* START Extract *

My Testimony


click here for more of my redemption story: pine lake

click here for my story of my re-baptism: i said yes

written in 2012

here is a truly breif summary of the last 22 years of my life , in a nutshell. this is my painful, yet celebratory story and how my life has done a complete 180 in the past few years. i'm not claiming to be religious, i'm claiming to have a relationship with the One who gave it all.

i started going to church when i was 6 and i accepted jesus into my heart when i was 7 years old.  i was baptized on easter sunday.  though i don't remember what went down besides talking about jesus over some cheese fries at steak n' shake with my youth pastor jason, my mom tells me i asked her how i could "have jesus in my heart forever."  i bet that was music to my mother's ears.  however, the pain and struggles i would eventually encounter in the coming years produced enough tears to fill a river.  though at 7 i wanted jesus to have a home in my heart, i never understood what it meant to have a personal relationship with Christ until much, much later (like 3 years ago). i grew up in a financially blessed, but broken household. this changed the way i forever viewed family, love, security, and relationships. i constantly rebelled, even after letting jesus live in my heart, and never wanted to go to church because my dad didn't have to.  i wanted to be just like my best friend and role model, and to this day, i still consider my father my best friend.  why couldn't i be JUST like him? 

throughout my teen years i quickly labeled myself a "christian" (as do 250 million other americans) and i even went on mission trips and church camp; yet, still i consciously swam in and thrived on my self-sufficiency. see post on "cultural christianity."  i lied compulsively, cheated on boyfriends, immersed myself in utter fakeness, showed continuous disrespect to my parents, raged with envy, gossiped to this friend about that friend and vice versa, flaunted my arrogance, and intentionally did anything i knew was wrong just for the sake of doing it.  i had a compartmentalized “Christian” life throughout my adolescence where i would be on "fire for God" at times and then lose complete interest all together because i was so vainly engrossed in my personal success that i did not need a Savior, i was already ‘the best/perfect/God's gift to the world’ in my own eyes and in everyone else's as far as i could see.

* END Extract *
* START Entries shown *

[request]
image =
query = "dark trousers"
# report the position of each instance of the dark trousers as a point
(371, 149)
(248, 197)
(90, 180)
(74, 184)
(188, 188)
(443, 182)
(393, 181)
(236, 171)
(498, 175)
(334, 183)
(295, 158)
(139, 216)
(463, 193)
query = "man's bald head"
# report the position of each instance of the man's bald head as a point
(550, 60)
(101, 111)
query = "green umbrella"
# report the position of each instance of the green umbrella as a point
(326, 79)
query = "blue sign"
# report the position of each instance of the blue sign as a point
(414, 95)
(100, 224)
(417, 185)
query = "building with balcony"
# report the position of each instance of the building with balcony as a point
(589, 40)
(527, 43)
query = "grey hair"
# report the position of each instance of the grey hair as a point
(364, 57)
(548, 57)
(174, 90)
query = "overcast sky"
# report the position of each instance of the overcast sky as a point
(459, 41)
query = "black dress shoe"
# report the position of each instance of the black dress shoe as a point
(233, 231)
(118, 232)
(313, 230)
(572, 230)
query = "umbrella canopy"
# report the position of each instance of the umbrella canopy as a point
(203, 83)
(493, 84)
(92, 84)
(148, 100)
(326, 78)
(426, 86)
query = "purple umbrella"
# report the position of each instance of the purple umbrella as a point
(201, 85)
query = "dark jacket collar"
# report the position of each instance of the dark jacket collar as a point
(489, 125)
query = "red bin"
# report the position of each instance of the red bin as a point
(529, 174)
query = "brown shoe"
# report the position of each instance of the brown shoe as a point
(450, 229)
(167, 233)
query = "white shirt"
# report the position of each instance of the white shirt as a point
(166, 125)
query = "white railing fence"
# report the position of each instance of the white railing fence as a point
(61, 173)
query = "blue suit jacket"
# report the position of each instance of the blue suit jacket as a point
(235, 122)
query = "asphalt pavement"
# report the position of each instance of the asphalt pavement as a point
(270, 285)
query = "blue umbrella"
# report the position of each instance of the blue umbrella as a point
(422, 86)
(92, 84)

* END Entries shown *

Brief 1 — List the things that, according to the testimony, growing up in a financially blessed but broken household changed the writer's view of.
Brief 2 —
Answer these questions from the testimony:
(a) In what year was it written?
(b) At what age did the writer start going to church?
(c) How many other Americans does it say label themselves "christian"?
Brief 3 — Please copy the testimony from "click here for more" to "gave it all.".

Expected output 1 — family, love, security, relationships

Expected output 2 —
(a) 2012
(b) 6
(c) 250 million

Expected output 3 —
click here for more of my redemption story: pine lake

click here for my story of my re-baptism: i said yes

written in 2012

here is a truly breif summary of the last 22 years of my life , in a nutshell. this is my painful, yet celebratory story and how my life has done a complete 180 in the past few years. i'm not claiming to be religious, i'm claiming to have a relationship with the One who gave it all.